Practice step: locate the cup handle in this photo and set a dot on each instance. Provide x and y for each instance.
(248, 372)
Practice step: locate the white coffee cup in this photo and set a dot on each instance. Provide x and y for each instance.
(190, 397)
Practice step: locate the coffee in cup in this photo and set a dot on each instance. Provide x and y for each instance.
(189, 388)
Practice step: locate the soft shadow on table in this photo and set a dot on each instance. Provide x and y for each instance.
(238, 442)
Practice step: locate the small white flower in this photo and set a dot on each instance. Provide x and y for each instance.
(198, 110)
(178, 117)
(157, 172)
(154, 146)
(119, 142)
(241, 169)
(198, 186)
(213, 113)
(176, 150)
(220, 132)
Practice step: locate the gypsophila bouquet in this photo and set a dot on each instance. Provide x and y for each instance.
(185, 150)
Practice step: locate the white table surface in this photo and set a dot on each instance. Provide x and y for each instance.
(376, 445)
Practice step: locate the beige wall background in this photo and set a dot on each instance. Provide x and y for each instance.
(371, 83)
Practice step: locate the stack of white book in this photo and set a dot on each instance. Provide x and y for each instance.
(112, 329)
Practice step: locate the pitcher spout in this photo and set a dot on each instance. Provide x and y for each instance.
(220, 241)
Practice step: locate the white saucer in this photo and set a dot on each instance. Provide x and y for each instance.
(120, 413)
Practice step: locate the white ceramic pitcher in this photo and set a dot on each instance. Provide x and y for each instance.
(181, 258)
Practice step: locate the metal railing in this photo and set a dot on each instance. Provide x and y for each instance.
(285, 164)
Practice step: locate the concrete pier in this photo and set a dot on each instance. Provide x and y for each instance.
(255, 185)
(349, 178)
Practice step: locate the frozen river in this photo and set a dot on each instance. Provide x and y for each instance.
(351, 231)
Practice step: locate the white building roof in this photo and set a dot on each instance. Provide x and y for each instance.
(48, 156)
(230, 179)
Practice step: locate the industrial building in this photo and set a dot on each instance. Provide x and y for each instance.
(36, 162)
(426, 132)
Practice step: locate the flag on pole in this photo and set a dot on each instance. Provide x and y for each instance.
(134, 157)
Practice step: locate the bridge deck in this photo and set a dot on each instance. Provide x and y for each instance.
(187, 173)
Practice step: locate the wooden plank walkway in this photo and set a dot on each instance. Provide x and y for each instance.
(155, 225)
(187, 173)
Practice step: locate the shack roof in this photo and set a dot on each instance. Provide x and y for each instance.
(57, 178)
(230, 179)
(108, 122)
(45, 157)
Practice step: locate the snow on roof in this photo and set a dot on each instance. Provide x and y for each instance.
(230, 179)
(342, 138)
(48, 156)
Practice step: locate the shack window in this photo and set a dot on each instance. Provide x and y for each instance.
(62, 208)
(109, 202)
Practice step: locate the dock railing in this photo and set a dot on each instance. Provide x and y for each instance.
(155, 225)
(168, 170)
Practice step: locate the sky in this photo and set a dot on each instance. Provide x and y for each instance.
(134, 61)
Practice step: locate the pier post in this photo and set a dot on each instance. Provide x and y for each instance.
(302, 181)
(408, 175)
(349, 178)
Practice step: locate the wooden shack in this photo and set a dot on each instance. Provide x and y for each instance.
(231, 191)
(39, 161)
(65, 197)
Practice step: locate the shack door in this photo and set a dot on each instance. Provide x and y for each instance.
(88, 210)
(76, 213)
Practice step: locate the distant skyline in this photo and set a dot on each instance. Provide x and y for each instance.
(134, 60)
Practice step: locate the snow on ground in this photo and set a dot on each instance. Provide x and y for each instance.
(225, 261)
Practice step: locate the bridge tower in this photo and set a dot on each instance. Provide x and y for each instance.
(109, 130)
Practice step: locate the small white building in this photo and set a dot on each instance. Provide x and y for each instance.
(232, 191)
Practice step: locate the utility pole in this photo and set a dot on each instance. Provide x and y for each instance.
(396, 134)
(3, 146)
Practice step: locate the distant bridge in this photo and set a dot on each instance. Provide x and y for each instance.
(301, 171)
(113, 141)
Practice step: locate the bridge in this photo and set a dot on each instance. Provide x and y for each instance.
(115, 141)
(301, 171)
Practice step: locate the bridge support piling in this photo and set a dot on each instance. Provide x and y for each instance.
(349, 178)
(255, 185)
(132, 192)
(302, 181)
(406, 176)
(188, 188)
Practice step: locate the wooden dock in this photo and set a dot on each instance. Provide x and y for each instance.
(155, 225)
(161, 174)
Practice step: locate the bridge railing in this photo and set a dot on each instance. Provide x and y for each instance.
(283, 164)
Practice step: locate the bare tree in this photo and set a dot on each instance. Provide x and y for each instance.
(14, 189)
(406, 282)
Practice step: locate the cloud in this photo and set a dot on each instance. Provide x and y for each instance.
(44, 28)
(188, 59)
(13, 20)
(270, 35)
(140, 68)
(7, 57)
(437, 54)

▶ What you will do
Word for word, quote all of the data above.

▶ Response
Practice step: locate the cup handle in this photo and set a dot on each instance. Provide x and y for each instance.
(248, 372)
Practice step: locate the white coffee cup in this photo and set a dot on each instance. Provide x and y for each instance.
(190, 397)
Practice step: locate the coffee in cup in this photo and set a dot on each instance. Provide x and y for each instance.
(189, 388)
Practice step: locate the soft shadow on table in this photo and set a dot on each instance. Provide x and y for each instance.
(238, 442)
Practice step: locate the small white flower in this photo and set a dot on each instance. Provide x and y for each instance.
(198, 110)
(178, 117)
(157, 172)
(154, 146)
(119, 142)
(241, 169)
(198, 186)
(213, 113)
(176, 150)
(220, 132)
Practice step: locate the gypsophila bouquet in this photo and set a dot on each instance. Provide x and y for each instance.
(185, 150)
Practice step: locate the white table surface in this photo and set a dot on each instance. Provide x and y for each instance.
(376, 445)
Practice step: locate the beige wall background in this photo and set a dot on each instance. Provide x and y for each instance.
(371, 83)
Practice step: locate the stack of white book in this photo and set a dot on each instance. Provide x and y for each instance.
(112, 329)
Practice step: locate the pitcher spout in this photo and set a dot on each instance. Provide x and y for each instance.
(220, 241)
Practice step: locate the white saucer in this photo and set a dot on each instance. Provide x and y for each instance.
(120, 413)
Practice step: locate the white ceramic pitcher in this photo and set a dot on each instance. Provide x and y for each instance.
(181, 258)
Practice step: locate the metal railing in this photo and set a dot on each instance. Provide x and y for each instance.
(285, 164)
Practice step: locate the concrete pier in this photo and set a dot on each instance. Provide x and y for each instance.
(255, 185)
(349, 178)
Practice step: locate the frozen river in this photo and set a dot on each instance. Provide x and y for each instance.
(351, 231)
Practice step: locate the white building roof in this photo and set a dot on each instance. Provide x and y for each instance.
(48, 156)
(230, 179)
Practice step: locate the industrial building in this photo and set a dot on each instance. Provide x and y for each instance.
(36, 162)
(426, 132)
Practice step: locate the flag on pole in this photo and set a dot on each instance. Provide x and y for each instance.
(134, 157)
Practice step: locate the bridge deck in this photo and set a dot on each instance. Provide x and y for each instance.
(187, 173)
Practice step: locate the wooden plank walkway in this photo and set a dot on each instance. Provide x and y for each instance.
(155, 225)
(187, 173)
Practice step: locate the shack roof in this photo and set a dot on each instance. Provide x and y for each instance.
(57, 178)
(230, 179)
(108, 122)
(45, 157)
Practice step: locate the snow on roof in this photo and set a dot on each instance. Provide x and y for each instance.
(230, 179)
(342, 138)
(48, 156)
Practice step: locate the shack window in this photo and set a dot on each instance. Provide x and y for each instance.
(62, 208)
(109, 202)
Practice step: locate the dock railing in this photo and set a dot on each instance. Provide x and y for each instance.
(155, 225)
(168, 170)
Practice step: locate the sky in this photo and set a dot on each instance. Provide x and y for each instance.
(134, 61)
Practice step: locate the pier post in this photo and set a dot on each instance. Provide x and y for each instance.
(302, 181)
(408, 175)
(349, 178)
Practice step: locate the wooden shack in this photo and set a dot on each instance. Provide x and y for each instance.
(231, 191)
(39, 161)
(65, 197)
Practice step: locate the shack door in this photo and set a dot on each instance. Provide x and y for each instance.
(88, 210)
(76, 213)
Practice step: locate the distant skyline in this photo and set a dot on each instance. Provide x and y for each instance.
(134, 60)
Practice step: locate the snow on ground in this photo and set a dot on each instance. Provide x and y for each instance.
(225, 261)
Practice step: locate the bridge tower in this photo and set a dot on each instance. Provide x and y for each instance.
(109, 130)
Practice step: locate the small white building in this photo and set a dot on each instance. Provide x and y for each instance.
(232, 191)
Practice step: locate the utility pole in this photo and set a dot on each instance. Provide x and y for each instance.
(396, 134)
(3, 146)
Practice step: locate the distant bridge in this photo and set a dot on each instance. Provide x and y for each instance.
(301, 171)
(113, 141)
Practice step: locate the bridge in this photo and set a dot on each instance. Provide x and y for each instance.
(115, 141)
(301, 171)
Practice step: locate the bridge support piling in this photo and set a dot on each instance. Provide x and y for each instance.
(349, 178)
(255, 185)
(132, 192)
(302, 181)
(406, 176)
(188, 188)
Practice step: locate the wooden dock in this photo and set a dot on each instance. Provide x and y for each instance.
(155, 225)
(161, 174)
Practice step: locate the bridge railing in this photo and set a dot on each instance. Provide x and y for each instance.
(283, 164)
Practice step: locate the bare tree in this photo and set a dot on each instance. Provide x and y for each instance.
(14, 189)
(406, 282)
Practice step: locate the cloud in this photo and set a dot on each instance. Provide x and y for each instance.
(44, 28)
(188, 59)
(13, 20)
(270, 35)
(140, 68)
(7, 57)
(437, 54)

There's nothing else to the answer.